Exercise directions: Rewrite the curvature solution starting with "The tangential component" and going on through "unit tangent vector.", putting "equation" wherever "formula" appears.

Reading text:
_ _ _ _ _ _ _
The curvature is $\kappa=1$

The tangential component of acceleration is $a_{\boldsymbol{T}}=0$

The normal component of acceleration is $a_{\boldsymbol{N}}=1 (2)^2=4$

Step-by-step explanation:

To find the curvature of the path we are going to use this formula:

$\kappa=\frac{||d\boldsymbol{T}/dt||}{ds/dt}$

where

$\boldsymbol{T}}$ is the unit tangent vector.

$\frac{ds}{dt}=|| \boldsymbol{r}'(t)}||$ is the speed of the object

We need to find $\boldsymbol{r}'(t)$ , we know that $\boldsymbol{r}(t)=cos \:2t \:\boldsymbol{i}+sin \:2t \:\boldsymbol{j}+ \:\boldsymbol{k}$ so

$\boldsymbol{r}'(t)=\frac{d}{dt}\left(cos\left(2t\right)\right)\:\boldsymbol{i}+\frac{d}{dt}\left(sin\left(2t\right)\right)\:\boldsymbol{j}+\frac{d}{dt}\left(1)\right\:\boldsymbol{k}\\\boldsymbol{r}'(t)=-2\sin \left(2t\right)\boldsymbol{i}+2\cos \left(2t\right)\boldsymbol{j}$

Next , we find the magnitude of derivative of the position vector

$|| \boldsymbol{r}'(t)}||=\sqrt{(-2\sin \left(2t\right))^2+(2\cos \left(2t\right))^2} \\|| \boldsymbol{r}'(t)}||=\sqrt{2^2\sin ^2\left(2t\right)+2^2\cos ^2\left(2t\right)}\\|| \boldsymbol{r}'(t)}||=\sqrt{4\left(\sin ^2\left(2t\right)+\cos ^2\left(2t\right)\right)}\\|| \boldsymbol{r}'(t)}||=\sqrt{4}\sqrt{\sin ^2\left(2t\right)+\cos ^2\left(2t\right)}\\\\\mathrm{Use\:the\:following\:identity}:\quad \cos ^2\left(x\right)+\sin ^2\left(x\right)=1\\\\|| \boldsymbol{r}'(t)}||=2\sqrt{1}=2$

The unit tangent vector is defined by

$\boldsymbol{T}}=\frac{\boldsymbol{r}'(t)}{||\boldsymbol{r}'(t)||}$

$\boldsymbol{T}}=\frac{-2\sin \left(2t\right)\boldsymbol{i}+2\cos \left(2t\right)\boldsymbol{j}}{2} =\sin \left(2t\right)+\cos \left(2t\right)$

We need to find the derivative of unit tangent vector

$\boldsymbol{T}'=\frac{d}{dt}(\sin \left(2t\right)\boldsymbol{i}+\cos \left(2t\right)\boldsymbol{j}) \\\boldsymbol{T}'=-2\cdot(\sin \left(2t\right)\boldsymbol{i}+\cos \left(2t\right)\boldsymbol{j})$
_ _ _ _ _ _ _
Listed records:
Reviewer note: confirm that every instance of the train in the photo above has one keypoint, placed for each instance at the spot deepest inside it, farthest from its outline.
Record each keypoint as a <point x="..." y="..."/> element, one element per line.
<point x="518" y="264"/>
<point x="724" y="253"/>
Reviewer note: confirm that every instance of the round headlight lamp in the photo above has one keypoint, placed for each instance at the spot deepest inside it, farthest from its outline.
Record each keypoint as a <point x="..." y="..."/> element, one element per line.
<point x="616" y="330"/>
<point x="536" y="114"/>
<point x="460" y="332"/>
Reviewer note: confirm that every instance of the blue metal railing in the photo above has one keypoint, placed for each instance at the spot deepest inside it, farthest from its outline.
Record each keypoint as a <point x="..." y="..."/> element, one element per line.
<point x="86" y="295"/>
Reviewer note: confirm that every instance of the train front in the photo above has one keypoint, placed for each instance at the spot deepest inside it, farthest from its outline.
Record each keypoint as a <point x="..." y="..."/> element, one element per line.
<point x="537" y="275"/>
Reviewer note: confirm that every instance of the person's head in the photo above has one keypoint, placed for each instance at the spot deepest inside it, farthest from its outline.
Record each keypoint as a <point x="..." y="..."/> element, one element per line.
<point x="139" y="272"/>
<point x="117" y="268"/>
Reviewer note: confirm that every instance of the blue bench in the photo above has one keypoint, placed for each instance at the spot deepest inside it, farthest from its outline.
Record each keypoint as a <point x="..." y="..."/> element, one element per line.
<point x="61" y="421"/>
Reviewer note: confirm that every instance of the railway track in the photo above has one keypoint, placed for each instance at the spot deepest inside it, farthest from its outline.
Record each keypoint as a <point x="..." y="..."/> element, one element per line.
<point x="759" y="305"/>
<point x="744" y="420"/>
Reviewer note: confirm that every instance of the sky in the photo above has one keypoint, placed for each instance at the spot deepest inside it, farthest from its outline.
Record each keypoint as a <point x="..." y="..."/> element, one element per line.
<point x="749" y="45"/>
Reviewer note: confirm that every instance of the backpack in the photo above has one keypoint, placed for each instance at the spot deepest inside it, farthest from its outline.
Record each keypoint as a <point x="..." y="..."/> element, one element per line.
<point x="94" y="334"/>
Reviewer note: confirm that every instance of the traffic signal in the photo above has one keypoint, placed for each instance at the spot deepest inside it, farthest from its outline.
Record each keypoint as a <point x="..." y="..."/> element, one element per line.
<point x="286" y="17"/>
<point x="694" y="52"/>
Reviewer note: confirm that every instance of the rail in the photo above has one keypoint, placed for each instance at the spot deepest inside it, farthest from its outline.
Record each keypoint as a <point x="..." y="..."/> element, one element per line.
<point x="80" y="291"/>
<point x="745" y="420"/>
_ _ _ _ _ _ _
Final result:
The tangential component of acceleration is $a_{\boldsymbol{T}}=0$

The normal component of acceleration is $a_{\boldsymbol{N}}=1 (2)^2=4$

Step-by-step explanation:

To find the curvature of the path we are going to use this equation:

$\kappa=\frac{||d\boldsymbol{T}/dt||}{ds/dt}$

where

$\boldsymbol{T}}$ is the unit tangent vector.